Direction 1: Repeat the passage of the text on Gofraidh Fionn Ó Dálaigh from "Gofraidh Fionn (Geoffrey" up to and including "Christmas of 1351.".

Selected excerpt:
--*--

= Gofraidh Fionn Ó Dálaigh =

Irish poet (died 1387)

Gofraidh Fionn Ó Dálaigh (died 1387), of Duhallow, County Cork, was an Irish poet and Chief Ollamh of Ireland.

He is known to be one of the most important professional poets of fourteen-century Ireland.

==Biography==

Gofraidh Fionn (Geoffrey the Fair) was a member of the Ó Dálaigh family of poets. He is known for his poem, Filidh Éireann go haointeach, which commemorates An Nollaig na Garma. This convention of poets and men of learning was held by Uilliam Buidhe Ó Ceallaigh of Uí Maine at his castle in County Roscommon during Christmas of 1351.

His obituary is given in the Annals of the Four Masters as follows- "M1387.4 Godfrey Finn O'Daly, Chief Poet of Ireland died."

--*--

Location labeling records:
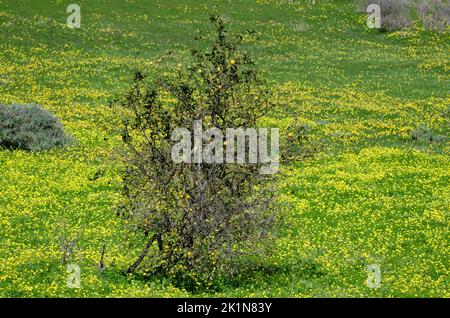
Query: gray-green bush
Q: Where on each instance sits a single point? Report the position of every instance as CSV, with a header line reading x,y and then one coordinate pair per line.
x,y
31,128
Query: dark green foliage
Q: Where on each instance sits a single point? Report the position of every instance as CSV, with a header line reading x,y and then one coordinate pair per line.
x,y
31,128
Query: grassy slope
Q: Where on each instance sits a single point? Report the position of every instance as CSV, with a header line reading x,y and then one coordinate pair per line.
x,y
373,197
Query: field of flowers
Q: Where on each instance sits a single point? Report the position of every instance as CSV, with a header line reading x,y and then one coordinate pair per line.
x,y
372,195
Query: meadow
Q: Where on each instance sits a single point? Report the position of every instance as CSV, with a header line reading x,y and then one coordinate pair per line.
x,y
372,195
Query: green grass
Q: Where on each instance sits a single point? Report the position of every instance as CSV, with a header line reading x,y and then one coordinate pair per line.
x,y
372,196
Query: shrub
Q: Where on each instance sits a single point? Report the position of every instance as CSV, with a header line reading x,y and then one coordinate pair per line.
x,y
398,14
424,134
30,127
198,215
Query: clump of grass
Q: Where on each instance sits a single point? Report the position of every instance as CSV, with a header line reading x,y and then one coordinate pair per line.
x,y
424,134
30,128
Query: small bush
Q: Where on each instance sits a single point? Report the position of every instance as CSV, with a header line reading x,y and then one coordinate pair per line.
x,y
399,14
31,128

--*--

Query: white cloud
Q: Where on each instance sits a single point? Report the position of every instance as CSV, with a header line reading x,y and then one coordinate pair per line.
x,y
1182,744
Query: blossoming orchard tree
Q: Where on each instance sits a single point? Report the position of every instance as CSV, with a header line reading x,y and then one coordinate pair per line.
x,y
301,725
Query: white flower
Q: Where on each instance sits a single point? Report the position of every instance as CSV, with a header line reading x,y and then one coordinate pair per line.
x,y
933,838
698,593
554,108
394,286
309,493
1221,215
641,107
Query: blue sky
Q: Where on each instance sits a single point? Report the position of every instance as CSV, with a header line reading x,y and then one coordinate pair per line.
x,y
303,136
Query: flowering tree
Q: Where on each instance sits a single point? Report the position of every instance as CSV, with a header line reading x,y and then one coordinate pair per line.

--*--

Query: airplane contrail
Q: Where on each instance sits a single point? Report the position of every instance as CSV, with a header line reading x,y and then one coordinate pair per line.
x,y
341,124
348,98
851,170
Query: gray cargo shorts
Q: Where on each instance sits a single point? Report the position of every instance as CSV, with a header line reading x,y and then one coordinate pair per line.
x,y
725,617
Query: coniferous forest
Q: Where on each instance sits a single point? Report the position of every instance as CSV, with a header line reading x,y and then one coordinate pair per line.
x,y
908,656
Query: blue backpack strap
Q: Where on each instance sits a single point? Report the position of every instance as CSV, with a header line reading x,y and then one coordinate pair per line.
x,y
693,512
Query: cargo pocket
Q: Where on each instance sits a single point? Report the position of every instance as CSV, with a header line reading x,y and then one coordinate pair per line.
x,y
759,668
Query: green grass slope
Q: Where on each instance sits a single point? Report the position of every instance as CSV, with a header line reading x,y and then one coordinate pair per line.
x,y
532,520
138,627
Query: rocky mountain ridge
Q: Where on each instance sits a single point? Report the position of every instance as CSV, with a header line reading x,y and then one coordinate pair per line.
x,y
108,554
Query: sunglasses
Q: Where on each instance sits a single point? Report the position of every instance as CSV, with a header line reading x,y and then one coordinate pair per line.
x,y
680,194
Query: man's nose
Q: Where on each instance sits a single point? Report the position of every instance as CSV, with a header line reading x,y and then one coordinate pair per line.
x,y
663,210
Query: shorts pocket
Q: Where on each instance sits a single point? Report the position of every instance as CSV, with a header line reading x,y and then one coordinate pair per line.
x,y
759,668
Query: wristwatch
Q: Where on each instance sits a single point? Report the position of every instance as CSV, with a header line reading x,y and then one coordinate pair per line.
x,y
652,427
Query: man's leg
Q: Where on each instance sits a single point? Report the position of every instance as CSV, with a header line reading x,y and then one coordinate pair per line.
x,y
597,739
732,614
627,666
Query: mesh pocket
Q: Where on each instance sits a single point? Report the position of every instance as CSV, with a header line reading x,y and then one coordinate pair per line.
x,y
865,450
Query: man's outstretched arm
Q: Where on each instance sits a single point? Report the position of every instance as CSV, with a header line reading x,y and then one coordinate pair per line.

--*--

Direction 2: Pull out every line of the records that contains the string "white", treating case as significant.

Answer 1:
Gofraidh Fionn (Geoffrey the Fair) was a member of the Ó Dálaigh family of poets. He is known for his poem, Filidh Éireann go haointeach, which commemorates An Nollaig na Garma. This convention of poets and men of learning was held by Uilliam Buidhe Ó Ceallaigh of Uí Maine at his castle in County Roscommon during Christmas of 1351.

Answer 2:
Query: white cloud
Query: white flower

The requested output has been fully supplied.